■ Labeled-object pointing lines:
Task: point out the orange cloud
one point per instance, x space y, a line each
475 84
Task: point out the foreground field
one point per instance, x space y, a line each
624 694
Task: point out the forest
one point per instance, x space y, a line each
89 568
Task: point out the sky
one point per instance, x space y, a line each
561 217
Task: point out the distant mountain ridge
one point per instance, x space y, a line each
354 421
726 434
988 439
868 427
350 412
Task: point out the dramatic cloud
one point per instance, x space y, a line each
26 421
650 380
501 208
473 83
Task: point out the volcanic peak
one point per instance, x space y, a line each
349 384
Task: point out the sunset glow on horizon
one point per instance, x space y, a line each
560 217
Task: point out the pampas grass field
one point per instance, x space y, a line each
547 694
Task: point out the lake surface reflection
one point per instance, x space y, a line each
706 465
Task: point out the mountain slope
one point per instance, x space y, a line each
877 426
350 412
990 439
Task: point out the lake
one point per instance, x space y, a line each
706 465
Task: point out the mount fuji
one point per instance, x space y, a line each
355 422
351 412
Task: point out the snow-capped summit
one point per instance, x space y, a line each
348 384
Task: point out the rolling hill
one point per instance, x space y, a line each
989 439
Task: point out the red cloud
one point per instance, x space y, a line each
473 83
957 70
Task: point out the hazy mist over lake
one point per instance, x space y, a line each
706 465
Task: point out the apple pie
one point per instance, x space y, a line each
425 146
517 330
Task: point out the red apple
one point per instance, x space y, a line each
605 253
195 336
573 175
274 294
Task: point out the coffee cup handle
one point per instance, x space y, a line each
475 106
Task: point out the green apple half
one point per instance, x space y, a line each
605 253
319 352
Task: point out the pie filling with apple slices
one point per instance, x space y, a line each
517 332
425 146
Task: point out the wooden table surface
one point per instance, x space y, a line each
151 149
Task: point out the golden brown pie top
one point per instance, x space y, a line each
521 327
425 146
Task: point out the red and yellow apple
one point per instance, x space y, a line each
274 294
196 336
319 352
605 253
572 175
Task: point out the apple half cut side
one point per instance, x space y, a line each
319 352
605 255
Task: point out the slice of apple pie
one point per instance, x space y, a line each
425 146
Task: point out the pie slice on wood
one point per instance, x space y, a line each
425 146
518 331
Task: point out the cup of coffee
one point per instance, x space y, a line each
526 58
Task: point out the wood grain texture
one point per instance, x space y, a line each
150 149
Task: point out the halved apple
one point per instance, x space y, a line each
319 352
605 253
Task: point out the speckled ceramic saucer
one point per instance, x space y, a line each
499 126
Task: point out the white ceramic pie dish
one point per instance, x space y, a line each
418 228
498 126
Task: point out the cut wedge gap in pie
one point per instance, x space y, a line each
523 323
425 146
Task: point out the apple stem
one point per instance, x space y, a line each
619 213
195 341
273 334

■ What to do: Output the lines above word for word.

■ Answer:
Task: point out the orange cloud
one point per instance, x space y, a line each
475 84
Task: point out the foreground field
one point per instance, x space y, a line each
624 694
Task: point out the forest
one point per instance, x space y, a line each
89 568
Task: point out the sky
one point per instance, x space y, a line each
561 217
Task: point out the distant mountain ridge
one point per instance, x space y, a line each
354 421
726 434
988 439
868 427
350 412
Task: point out the dramatic cloud
one point per instance, x space y, a line each
26 421
650 380
501 208
473 83
Task: point out the volcanic peak
one point per instance, x space y, a line each
349 384
Task: point out the sunset glow on horizon
one point per instance, x space y, a line each
560 217
Task: point out the pampas grass field
one point per instance, x space y, a line each
547 694
Task: point out the lake surface reflection
one point per instance, x space y, a line each
706 465
Task: point out the mountain slope
one point per instance, x space y, a line each
877 426
350 412
990 439
Task: point out the lake
one point per instance, x space y, a line each
706 465
Task: point out the mount fuji
one point per instance, x space y, a line each
355 422
351 412
Task: point out the snow-capped summit
one point per instance, x space y, a line each
348 384
Task: point out the rolling hill
one point per instance, x space y, a line each
989 439
Task: point out the red cloud
one point per instance, x space y, a line each
473 83
957 70
Task: point out the hazy mist over lake
one point per instance, x space y, a line each
706 465
Task: point out the apple pie
one point per instance, x space y, a line each
425 146
517 330
Task: point out the red apple
one point per instance, x space y, a line each
605 253
195 336
573 175
274 294
Task: point out the coffee cup handle
one point per instance, x space y, a line each
475 106
Task: point out the green apple half
one point per instance, x space y, a line each
605 253
319 352
Task: point out the pie filling with apple slices
one point per instance, x space y, a line each
517 332
425 146
Task: point out the wooden table surface
one point per instance, x space y, a line each
151 149
Task: point out the golden brown pie top
one point per instance, x space y, a line each
521 327
425 146
Task: point out the red and yellow apple
one point per instance, x space y, a line each
274 294
196 336
319 352
605 253
572 175
Task: point out the apple half cut side
one point per instance, x space y, a line each
319 352
605 255
Task: point out the slice of apple pie
one point per instance, x space y, a line each
425 146
Task: point out the pie slice on wood
one point per instance, x space y, a line each
425 146
518 331
Task: point out the cup of coffee
one point per instance, x space y, a line each
526 58
Task: point out the wood grain texture
one point per instance, x space y, a line each
150 149
Task: point out the halved apple
one point per instance, x space y, a line each
319 352
605 253
Task: point out the speckled ceramic saucer
one point per instance, x space y, a line each
499 126
Task: point out the white ceramic pie dish
one point per instance, x space y, a line each
418 228
498 126
Task: point out the cut wedge gap in pie
one point per instance, x space y, a line each
523 323
425 146
Task: point out the apple stem
one point per instance, x space y, a line each
619 213
195 341
273 334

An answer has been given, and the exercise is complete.